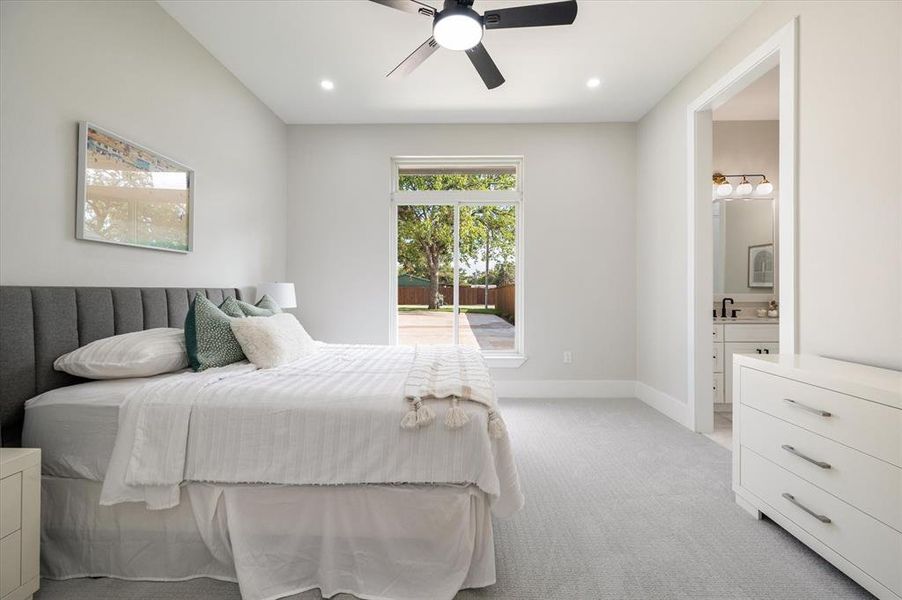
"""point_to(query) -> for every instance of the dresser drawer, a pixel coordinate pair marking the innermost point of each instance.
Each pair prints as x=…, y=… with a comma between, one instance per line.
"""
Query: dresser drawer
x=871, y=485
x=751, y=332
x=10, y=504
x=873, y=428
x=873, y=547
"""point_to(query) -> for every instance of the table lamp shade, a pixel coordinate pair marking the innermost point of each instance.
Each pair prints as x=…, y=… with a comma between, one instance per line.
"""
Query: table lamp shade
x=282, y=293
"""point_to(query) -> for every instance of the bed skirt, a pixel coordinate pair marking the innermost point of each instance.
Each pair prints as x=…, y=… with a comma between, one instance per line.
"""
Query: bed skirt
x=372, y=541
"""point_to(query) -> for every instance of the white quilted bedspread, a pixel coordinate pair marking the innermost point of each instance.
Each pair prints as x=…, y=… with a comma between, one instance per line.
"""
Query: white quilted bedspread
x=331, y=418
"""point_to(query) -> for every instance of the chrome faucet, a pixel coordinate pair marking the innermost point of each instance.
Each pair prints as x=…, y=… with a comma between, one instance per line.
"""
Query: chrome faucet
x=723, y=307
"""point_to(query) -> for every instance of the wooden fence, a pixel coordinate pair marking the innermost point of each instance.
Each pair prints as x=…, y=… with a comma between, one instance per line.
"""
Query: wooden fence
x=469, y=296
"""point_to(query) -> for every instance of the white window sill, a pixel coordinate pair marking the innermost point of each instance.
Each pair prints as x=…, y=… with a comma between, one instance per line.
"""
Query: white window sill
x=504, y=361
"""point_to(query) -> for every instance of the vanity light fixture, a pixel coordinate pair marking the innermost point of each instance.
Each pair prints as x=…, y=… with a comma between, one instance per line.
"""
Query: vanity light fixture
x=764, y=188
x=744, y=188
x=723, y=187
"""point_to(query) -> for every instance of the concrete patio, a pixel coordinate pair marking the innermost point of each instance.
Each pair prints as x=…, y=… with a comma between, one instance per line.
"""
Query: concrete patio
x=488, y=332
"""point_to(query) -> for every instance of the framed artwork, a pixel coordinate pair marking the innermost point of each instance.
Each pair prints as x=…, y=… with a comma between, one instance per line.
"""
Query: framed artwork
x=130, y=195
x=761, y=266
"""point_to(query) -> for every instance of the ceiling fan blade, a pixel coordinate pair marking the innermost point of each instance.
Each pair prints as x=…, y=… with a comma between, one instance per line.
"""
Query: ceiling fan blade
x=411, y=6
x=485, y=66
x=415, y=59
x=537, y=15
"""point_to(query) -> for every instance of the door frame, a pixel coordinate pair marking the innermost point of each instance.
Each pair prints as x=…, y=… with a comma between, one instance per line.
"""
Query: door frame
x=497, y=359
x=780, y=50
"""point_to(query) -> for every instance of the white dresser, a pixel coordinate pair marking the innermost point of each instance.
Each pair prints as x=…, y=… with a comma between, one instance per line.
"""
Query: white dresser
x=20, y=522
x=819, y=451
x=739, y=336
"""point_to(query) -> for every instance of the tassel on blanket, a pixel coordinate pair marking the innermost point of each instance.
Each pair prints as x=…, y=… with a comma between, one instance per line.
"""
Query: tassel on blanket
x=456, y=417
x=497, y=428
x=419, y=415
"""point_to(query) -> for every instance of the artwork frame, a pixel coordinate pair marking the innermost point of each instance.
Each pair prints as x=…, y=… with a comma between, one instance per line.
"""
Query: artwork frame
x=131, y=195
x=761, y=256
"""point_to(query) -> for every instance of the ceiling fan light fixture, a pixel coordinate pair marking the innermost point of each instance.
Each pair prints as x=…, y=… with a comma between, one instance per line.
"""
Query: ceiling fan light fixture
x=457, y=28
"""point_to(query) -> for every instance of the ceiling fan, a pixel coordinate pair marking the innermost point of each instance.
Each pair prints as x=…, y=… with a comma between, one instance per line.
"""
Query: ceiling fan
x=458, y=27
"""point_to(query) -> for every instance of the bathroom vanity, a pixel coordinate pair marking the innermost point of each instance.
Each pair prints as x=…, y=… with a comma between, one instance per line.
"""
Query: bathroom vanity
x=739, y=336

═══

Write out every entry exactly. Pictures do not belong in the copy.

Exercise response
"""point_to(query) -> for every instance of the dresser drawer, a pixel coordinate pair marking the innermost point of each instance.
Each pair prints as x=…, y=… with a comma between, one instance per line.
"""
Query: dresser drawer
x=871, y=485
x=751, y=332
x=10, y=504
x=873, y=428
x=873, y=547
"""point_to(query) -> for every instance of the table lamp shade, a pixel coordinate pair marking the innermost point of each instance.
Each pair prints as x=…, y=… with a comma between, one instance per line.
"""
Query: table lamp shade
x=282, y=293
"""point_to(query) -> for every instance of the bed skirt, a pixel coordinate pair marking the innermost point of each instance.
Each pair prints as x=…, y=… with a comma between, one instance per line.
"""
Query: bed skirt
x=372, y=541
"""point_to(query) -> for every instance of the white quilted bedspread, a pixel coordinate pair marking the innermost point of each instance.
Each pair prints as x=…, y=… with a comma between, one instance per line.
"""
Query: white quilted bedspread
x=331, y=418
"""point_to(query) -> for every instance of the chrome faucet, a pixel coordinate pair marking the innermost point of each instance.
Each pair prints as x=…, y=… with a comma between, one instance per line.
"""
Query: chrome faucet
x=723, y=307
"""point_to(query) -> for every instance of the wooden fence, a pixel coordinate pair marking the innermost point of each instance.
Each pair prints as x=…, y=… with a comma between, one instance per line.
"""
Query: wooden fence
x=469, y=296
"""point_to(query) -> for every instance of the white window sill, a pixel coordinate pair marking the innermost point of each instance.
Each pair prints as x=…, y=… with a comma between, one instance per line.
"""
Query: white window sill
x=504, y=361
"""point_to(query) -> for every instance of the vanity light fixture, a pixel coordinate pair marking the innermost point of each instance.
Each pair prints as x=…, y=… with a comma between, one instance per line.
"""
Query: vanity light fixture
x=764, y=188
x=744, y=188
x=723, y=187
"""point_to(query) -> for every instance of the concrete patio, a pixel coordinate pair marking the innermost point of each instance.
Each pair prints as x=…, y=… with a comma between, one instance per line.
"""
Query: concrete patio
x=488, y=332
"""point_to(query) -> for every instance of the framed artwork, a pixel coordinate pair marking the innermost point of each instance.
Each pair prints as x=…, y=… with a comma between, one instance per line.
"""
Query: framed artwork
x=130, y=195
x=761, y=266
"""point_to(query) -> for every instance of the ceiling fan blade, a pixel coordinate pair marking the innermost point of each instance.
Each pair prints as x=…, y=… with a comma between, one instance per line.
"""
Query: ceiling fan blade
x=411, y=6
x=485, y=66
x=415, y=59
x=537, y=15
"""point_to(query) -> for every instance of the door frame, a pixel coordinate pair marking the innermost point of each instance.
Each pair prints as x=…, y=… with a comma between, one instance per line.
"""
Query: door frame
x=497, y=359
x=780, y=50
"""point_to(query) -> for every instance of the white dresser, a pixel coordinate pair marking the innermost point of each instance.
Each pair prints as x=…, y=… with a comma between, one instance per line.
"""
Query: white dresser
x=20, y=522
x=819, y=451
x=739, y=336
"""point_to(query) -> for every instance of the tassel on blanket, a pixel coordinate pair marking the innermost point of each instance.
Each pair prints as x=…, y=… with a comma between, one instance per line.
"""
Query: tassel on blanket
x=456, y=417
x=497, y=428
x=419, y=415
"""point_to(query) -> for every instance of the artwork frame, a pixel coordinate pair marking the innermost point of each instance.
Each pair prints as x=…, y=… with a comma between, one instance per line.
"""
Query: artwork frame
x=131, y=195
x=761, y=256
"""point_to(query) -> for every instance of the ceiling fan light fixture, a pixel coordinate pair marking the innermost point of each instance.
Each pair prints as x=…, y=… with a comma between, one instance per line.
"""
Query: ceiling fan light fixture
x=457, y=28
"""point_to(query) -> for every instance of the ceiling fan, a pixel coordinate pair marking the innermost point of each instance.
Each pair prints as x=…, y=… with a comma between, one instance per line.
"""
Query: ceiling fan
x=458, y=27
"""point_to(query) -> for every instance of the bathroom vanity, a pixel coordinate pair marking the innermost point of each instance.
Each pair prints as x=…, y=… with a comma between, one instance per line.
"""
Query: bathroom vanity
x=739, y=336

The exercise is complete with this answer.